**Extrait du texte**
Le témoignage du Pfc.
Leslie Palmer Cruise, Jr. H Company, 505 PIR peut appartenir à
notre escadrille dans la mesure où le colonel Krause à
sauté de l'avion leader piloté par le Lt. Col. Leonard
C. Fletcher ; co-pilote : Capt. Warren D. Rayburn ; navigateur :
Capt. Frank B. Waters, Chef d'équipage : T/Sgt. Wilbur E.
Evans, radio opérateur : Sgt. Maurice Smith. (voir photo,
p. 53, VALOR WITHOUT ARMS). Appareil N°: 43-30652; Numéro
37.
Souvenirs personnels
Mes souvenirs personnels des évènements aboutissants
au Jour-J en Normandie, le saut et les réactions au retour
de l'action commencent réellement le 12 Mai 1944 avec l'opération
" Eagle ".
L'opération "
Eagle " était la répétition pour la Normandie,
simulant le temps, l'itinéraire et le saut comme cela serait
réellement la nuit du 6 juin. La plus grande différence
était que, comme la 82nd Airborne était composée
d'un grand nombre de vétérans ayant participé
à l'invasion de la Sicile, il fut choisi d'avoir juste un
nombre symbolique de troupes sautant de notre avion, avec chaque
avion emportant un parachutiste ainsi qu'un observateur.
Le 316th Troop Carrier Group
avait également largué la 82nd au cours de ces missions
fatidiques en Sicile, " Husky 1 " et " Husky 2 "
les 9 et 11 juillet 1943. Au cours de " Husky 2 " le 316th
Group a perdu douze appareils abattus par des " tirs amis ".
La plupart de ces appareils furent abattus avec tous les hommes
présents à bord. Et la plupart des équipages
qui survécurent participèrent à la mission
en Normandie le Jour-J.
Le 12 Mai, l'opération
" Eagle " comprenait près de 800 avions des 52nd,
50th et 53rd Troop carrier wings. La 101st Airborne au complet devant
sauter des 50th et 53rd TCW.
Pour le 316th Group le vol
de nuit fut un vol de routine ; l'itinéraire préconisé
fut suivi, les nombres symboliques de troupes furent largués
sur la cible, mais au retour vers la base notre avion leader du
36th squadron, et l'avion leader du 44th squadron, se percutèrent
en plein vol, avec la perte des équipages. Parmi ceux qui
trouvèrent la mort se trouvaient notre commandant de groupe,
le Lt. Col. Burton R. Fleet et notre aumônier le Capt. Floyd
N. Richert, présents comme passagers/observateurs et deux
jumpmasters/observateurs, le Capt. John D. Rice, officier commandant,
compagnie B et le 2nd Lt. William A. Gullick, compagnie G, tous
deux de la 82nd Airborne.

**Entrées répertoriées**
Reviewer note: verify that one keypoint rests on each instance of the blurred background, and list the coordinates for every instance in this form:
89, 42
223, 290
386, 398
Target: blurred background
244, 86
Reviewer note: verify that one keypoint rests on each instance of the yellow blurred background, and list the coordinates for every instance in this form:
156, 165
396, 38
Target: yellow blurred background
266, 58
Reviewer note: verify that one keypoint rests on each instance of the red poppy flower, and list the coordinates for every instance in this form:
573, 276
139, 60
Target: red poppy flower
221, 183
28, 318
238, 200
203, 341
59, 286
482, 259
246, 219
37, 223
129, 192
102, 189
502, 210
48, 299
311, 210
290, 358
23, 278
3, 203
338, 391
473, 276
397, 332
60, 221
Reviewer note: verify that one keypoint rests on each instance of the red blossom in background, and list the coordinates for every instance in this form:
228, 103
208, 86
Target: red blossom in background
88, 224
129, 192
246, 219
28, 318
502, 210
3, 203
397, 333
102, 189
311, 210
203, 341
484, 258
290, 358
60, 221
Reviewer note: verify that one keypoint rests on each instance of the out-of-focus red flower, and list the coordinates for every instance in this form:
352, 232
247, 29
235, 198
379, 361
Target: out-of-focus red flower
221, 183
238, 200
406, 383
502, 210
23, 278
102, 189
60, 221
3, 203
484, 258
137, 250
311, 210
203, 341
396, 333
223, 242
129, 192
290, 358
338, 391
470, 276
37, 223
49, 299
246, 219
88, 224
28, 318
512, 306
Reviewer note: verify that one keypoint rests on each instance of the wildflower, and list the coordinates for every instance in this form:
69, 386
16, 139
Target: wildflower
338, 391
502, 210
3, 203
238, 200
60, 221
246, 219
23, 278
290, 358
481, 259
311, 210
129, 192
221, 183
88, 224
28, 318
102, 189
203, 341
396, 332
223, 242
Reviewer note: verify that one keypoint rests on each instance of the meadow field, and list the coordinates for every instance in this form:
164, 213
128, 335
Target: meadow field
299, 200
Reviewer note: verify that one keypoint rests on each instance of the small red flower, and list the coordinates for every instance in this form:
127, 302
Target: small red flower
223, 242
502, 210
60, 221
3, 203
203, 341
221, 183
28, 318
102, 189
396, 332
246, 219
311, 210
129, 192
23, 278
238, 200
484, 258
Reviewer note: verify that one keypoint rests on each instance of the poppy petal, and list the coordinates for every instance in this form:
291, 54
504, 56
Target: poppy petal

**Objectif de la consigne**
Veuillez recopier sans la moindre modification, dans l'extrait ci-dessus, tout ce qui va de « les 9 et 11 » jusqu'à « Normandie le Jour-J. ».

**Réponse de l'exercice**
les 9 et 11 juillet 1943. Au cours de " Husky 2 " le 316th
Group a perdu douze appareils abattus par des " tirs amis ".
La plupart de ces appareils furent abattus avec tous les hommes
présents à bord. Et la plupart des équipages
qui survécurent participèrent à la mission
en Normandie le Jour-J.